** Do this **
Copy out every line of the listing below word for word, with nothing left out or changed.

*-*-*

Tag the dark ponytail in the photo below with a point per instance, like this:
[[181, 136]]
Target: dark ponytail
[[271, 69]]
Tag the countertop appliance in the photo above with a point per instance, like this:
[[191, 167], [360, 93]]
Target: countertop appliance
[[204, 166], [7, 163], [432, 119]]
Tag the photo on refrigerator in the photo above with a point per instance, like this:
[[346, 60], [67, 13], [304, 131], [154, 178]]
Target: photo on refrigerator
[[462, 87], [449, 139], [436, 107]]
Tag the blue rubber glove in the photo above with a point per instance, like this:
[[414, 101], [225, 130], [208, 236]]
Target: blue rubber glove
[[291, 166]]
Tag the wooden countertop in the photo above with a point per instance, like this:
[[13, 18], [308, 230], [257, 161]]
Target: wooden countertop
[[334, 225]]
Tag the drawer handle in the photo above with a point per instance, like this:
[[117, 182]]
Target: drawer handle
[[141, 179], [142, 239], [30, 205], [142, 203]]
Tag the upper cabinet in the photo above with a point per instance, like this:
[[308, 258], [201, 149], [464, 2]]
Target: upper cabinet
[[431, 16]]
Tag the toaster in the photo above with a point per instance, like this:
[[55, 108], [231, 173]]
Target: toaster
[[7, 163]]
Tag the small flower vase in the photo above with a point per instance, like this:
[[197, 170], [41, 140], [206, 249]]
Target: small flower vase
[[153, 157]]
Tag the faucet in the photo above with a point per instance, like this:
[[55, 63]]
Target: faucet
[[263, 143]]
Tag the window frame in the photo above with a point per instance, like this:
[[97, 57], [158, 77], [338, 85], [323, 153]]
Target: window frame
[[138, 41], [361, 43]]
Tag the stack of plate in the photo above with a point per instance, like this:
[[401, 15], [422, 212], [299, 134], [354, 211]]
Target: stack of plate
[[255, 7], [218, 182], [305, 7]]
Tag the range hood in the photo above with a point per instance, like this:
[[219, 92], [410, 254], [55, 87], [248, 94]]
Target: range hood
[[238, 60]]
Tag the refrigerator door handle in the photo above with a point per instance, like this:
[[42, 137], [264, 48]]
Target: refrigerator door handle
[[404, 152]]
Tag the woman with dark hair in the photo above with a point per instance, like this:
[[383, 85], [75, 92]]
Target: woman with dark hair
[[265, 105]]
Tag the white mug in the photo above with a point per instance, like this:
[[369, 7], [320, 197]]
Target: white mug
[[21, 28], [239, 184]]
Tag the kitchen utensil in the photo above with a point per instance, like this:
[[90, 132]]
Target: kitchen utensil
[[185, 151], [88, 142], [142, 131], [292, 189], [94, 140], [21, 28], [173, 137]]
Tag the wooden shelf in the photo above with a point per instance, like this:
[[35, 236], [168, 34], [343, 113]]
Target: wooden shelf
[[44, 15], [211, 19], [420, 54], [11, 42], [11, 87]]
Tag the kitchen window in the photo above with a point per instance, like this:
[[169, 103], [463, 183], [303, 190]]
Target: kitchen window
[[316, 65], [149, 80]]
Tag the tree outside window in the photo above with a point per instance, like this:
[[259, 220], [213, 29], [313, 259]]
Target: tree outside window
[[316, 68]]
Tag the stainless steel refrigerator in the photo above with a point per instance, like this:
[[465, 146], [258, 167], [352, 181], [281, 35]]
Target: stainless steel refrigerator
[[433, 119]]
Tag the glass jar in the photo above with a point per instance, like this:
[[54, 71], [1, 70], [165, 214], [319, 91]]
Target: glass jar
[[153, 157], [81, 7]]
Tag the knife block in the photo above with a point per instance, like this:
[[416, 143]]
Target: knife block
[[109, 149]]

*-*-*

** Response **
Tag the dark ponytail in the photo below with a point per instance, like this:
[[181, 136]]
Target: dark ponytail
[[271, 69]]
Tag the countertop appliance in the photo above with a point per instance, like this:
[[191, 167], [360, 93]]
Target: countertop appliance
[[204, 166], [7, 163], [432, 119]]
Tag the photo on refrigerator in the photo above with a point per instance, like this:
[[346, 60], [67, 13], [304, 131], [154, 178]]
Target: photo on refrigerator
[[462, 87], [449, 139], [436, 107]]
Tag the blue rubber glove in the photo above with a point per instance, like this:
[[414, 101], [225, 130], [208, 236]]
Target: blue rubber glove
[[291, 166]]
Tag the wooden countertop in the photo above with a point per instance, like this:
[[13, 18], [308, 230], [257, 161]]
Target: wooden countertop
[[334, 225]]
Tag the drawer handle in the photo above with a point per instance, like this:
[[117, 182]]
Target: drawer handle
[[141, 179], [142, 239], [30, 205], [142, 203]]
Tag the upper cabinet in the photo above with a point per instance, like this:
[[308, 258], [201, 149], [464, 2]]
Target: upper cabinet
[[431, 16]]
Tag the toaster in the photo above with a point per instance, like this:
[[55, 108], [231, 173]]
Target: toaster
[[7, 163]]
Tag the small flower vase in the photo above with a point per instance, like this:
[[197, 170], [41, 140], [206, 249]]
Target: small flower vase
[[153, 157]]
Tag the faucet in the photo above with a point per instance, like this:
[[55, 63]]
Target: faucet
[[263, 143]]
Tag the window frame in the photo above with a point per instance, like this:
[[97, 57], [158, 77], [338, 85], [323, 153]]
Target: window frame
[[138, 41], [361, 43]]
Tag the stack of plate in the photo above with a point per instance, like this:
[[401, 15], [422, 212], [299, 134], [354, 211]]
Target: stack of plate
[[255, 7], [218, 182], [305, 7]]
Tag the range hood in the photo above with a point per instance, like this:
[[219, 92], [410, 254], [55, 87], [248, 94]]
Target: range hood
[[238, 60]]
Tag the refrigerator door handle in the photo above with a point per instance, like this:
[[42, 137], [264, 48]]
Target: refrigerator door handle
[[404, 152]]
Tag the woman with dark hair in the photo above with a point per instance, like this:
[[383, 85], [75, 92]]
Target: woman with dark hair
[[265, 105]]
Tag the white mug in the photo above with a point per instance, like this:
[[369, 7], [320, 197]]
Target: white mug
[[21, 28], [239, 184]]
Tag the kitchen utensil in the photo above with a point per instance, like this:
[[90, 132]]
Target: kitchen utensil
[[185, 151], [88, 142], [142, 131], [292, 189], [94, 140], [21, 28], [173, 137]]
Tag the wooden shelf in the photo above with a point per instance, like this:
[[35, 236], [168, 34], [343, 113]]
Target: wooden shelf
[[44, 15], [211, 19], [420, 54], [11, 42], [11, 87]]
Tag the kitchen window in the photo above with a point per instance, like this:
[[169, 103], [463, 183], [303, 190]]
Target: kitchen window
[[316, 65], [149, 80]]
Tag the tree outside window in the photo above with a point per instance, like this:
[[259, 220], [213, 29], [313, 259]]
Target: tree outside window
[[316, 68]]
Tag the stainless steel refrigerator in the photo above with a point per instance, like this:
[[465, 146], [258, 167], [352, 181], [281, 35]]
Target: stainless steel refrigerator
[[433, 119]]
Tag the glass jar in the photo above with a point per instance, like this:
[[54, 71], [1, 70], [165, 214], [319, 91]]
Target: glass jar
[[153, 157], [81, 7]]
Tag the knife block in the photo above with a point per instance, like this:
[[416, 143]]
Target: knife block
[[109, 149]]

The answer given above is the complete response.